Raw records:

########################################

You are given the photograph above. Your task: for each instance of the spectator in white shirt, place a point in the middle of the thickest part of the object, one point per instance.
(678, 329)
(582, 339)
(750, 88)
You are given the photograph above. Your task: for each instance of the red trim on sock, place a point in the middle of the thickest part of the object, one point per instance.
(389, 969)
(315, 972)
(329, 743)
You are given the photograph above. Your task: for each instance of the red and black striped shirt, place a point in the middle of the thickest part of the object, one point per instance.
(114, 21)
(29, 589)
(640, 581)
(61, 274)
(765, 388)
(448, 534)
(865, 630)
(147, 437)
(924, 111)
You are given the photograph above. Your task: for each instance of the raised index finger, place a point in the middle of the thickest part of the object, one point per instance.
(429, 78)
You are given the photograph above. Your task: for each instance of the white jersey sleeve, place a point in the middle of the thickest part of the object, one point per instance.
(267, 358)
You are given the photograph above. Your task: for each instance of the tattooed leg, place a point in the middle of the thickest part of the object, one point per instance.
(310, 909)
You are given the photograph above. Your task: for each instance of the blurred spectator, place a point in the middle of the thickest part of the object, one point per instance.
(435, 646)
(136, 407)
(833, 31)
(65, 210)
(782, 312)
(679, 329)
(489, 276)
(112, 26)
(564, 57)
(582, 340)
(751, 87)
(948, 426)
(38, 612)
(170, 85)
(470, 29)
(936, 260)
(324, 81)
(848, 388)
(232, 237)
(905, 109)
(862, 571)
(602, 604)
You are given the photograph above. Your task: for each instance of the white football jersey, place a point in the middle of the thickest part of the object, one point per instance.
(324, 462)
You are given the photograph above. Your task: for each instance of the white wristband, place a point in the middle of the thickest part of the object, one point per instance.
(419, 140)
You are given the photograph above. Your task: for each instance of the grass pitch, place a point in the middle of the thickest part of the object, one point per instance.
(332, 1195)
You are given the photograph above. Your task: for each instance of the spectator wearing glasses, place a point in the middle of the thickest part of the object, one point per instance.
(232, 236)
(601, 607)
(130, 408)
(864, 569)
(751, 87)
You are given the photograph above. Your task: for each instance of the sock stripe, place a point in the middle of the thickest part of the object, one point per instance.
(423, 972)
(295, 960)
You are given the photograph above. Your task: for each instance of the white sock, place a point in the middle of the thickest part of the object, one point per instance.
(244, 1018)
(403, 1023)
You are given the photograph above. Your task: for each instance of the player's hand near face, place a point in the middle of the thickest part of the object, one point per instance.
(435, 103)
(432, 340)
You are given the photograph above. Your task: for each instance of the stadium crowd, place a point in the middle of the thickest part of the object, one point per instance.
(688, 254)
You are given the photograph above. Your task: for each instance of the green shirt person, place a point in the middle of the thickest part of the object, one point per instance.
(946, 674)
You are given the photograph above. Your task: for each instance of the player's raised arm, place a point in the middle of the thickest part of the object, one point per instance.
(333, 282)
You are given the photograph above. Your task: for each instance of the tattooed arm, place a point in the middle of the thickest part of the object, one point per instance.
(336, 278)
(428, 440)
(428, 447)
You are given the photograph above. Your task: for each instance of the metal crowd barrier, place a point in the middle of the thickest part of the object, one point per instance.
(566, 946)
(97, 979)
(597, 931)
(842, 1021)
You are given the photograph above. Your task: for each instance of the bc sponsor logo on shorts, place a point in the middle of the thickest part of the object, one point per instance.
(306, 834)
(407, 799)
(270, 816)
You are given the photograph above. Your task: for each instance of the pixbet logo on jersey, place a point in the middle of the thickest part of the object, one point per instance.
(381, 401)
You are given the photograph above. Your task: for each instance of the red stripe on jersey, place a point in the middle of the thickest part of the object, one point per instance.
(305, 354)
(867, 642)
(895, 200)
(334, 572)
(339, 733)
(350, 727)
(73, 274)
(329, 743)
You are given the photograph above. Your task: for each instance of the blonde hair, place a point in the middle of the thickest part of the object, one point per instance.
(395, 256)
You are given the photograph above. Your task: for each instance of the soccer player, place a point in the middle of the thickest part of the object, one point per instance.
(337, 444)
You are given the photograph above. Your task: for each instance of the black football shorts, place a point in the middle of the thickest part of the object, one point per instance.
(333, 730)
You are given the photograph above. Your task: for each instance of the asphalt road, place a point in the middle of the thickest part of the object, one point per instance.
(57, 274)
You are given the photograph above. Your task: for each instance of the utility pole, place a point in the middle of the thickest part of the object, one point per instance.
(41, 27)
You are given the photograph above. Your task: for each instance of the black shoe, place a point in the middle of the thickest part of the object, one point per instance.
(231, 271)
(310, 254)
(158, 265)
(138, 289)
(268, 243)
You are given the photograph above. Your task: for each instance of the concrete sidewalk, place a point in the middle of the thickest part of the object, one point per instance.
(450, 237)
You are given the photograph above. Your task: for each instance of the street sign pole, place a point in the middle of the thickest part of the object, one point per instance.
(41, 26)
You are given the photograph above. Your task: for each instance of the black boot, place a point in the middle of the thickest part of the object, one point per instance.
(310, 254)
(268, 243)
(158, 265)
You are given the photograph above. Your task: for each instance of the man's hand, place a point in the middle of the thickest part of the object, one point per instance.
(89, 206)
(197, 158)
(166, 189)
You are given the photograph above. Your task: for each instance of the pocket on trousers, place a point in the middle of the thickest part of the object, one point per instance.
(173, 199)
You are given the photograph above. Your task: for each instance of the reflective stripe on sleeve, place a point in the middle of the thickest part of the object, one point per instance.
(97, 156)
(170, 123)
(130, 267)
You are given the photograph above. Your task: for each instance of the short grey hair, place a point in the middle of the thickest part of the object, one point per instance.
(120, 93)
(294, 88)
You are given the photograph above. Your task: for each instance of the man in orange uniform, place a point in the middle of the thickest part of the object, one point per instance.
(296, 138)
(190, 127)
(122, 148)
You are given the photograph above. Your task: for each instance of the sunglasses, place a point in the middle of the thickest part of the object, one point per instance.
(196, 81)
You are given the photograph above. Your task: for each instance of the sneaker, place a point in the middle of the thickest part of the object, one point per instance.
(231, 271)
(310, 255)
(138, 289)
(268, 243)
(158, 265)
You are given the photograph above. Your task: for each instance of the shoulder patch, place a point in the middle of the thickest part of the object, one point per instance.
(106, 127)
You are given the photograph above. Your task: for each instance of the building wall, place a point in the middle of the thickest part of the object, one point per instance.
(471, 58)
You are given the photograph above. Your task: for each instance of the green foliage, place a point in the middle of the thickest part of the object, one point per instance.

########################################

Retype exactly the lines from the one containing "of the pocket" through the last line of the records above, including both.

You are given the photograph above. Your task: for each instance of the pocket on trousers, place a point in the middle of the thickest part of the object, one point per instance.
(173, 199)
You are given the photograph above. Your task: for each instance of the reflective stripe on sleeve, place a point in the middle of the thickest part of the object, one point per instance.
(97, 156)
(170, 123)
(130, 267)
You are given the photograph above. Your task: for each instance of the short grey hair, place a point in the middle of the thickest part of the object, one point per instance.
(120, 93)
(294, 88)
You are given the photograph above. Your task: for each instance of the man in orange uniform, place a point in the middle of the thickest part of the object, one point per instance.
(296, 138)
(190, 127)
(122, 148)
You are given the photograph above. Your task: for each instance of the sunglasses, place a point in the middle of the thickest part of the object, one point per instance.
(196, 81)
You are given the photograph above. Your task: for each instance of the sneaker, place a point in the middle of the thickest part of the object, one point per instance.
(231, 271)
(310, 255)
(138, 289)
(268, 243)
(158, 265)
You are given the photograph above. Your task: for each instance of the shoulder patch, place a point in the middle of the thickest part of the object, one point per instance.
(106, 127)
You are given the photograph above. Your task: for each instance of the building wall, place a point in the middle of the thickest part of the object, one point per instance.
(471, 58)
You are given the photograph above. Your task: for each instance of the green foliage, place a point in the middle of the thickest part of the object, one point per instance.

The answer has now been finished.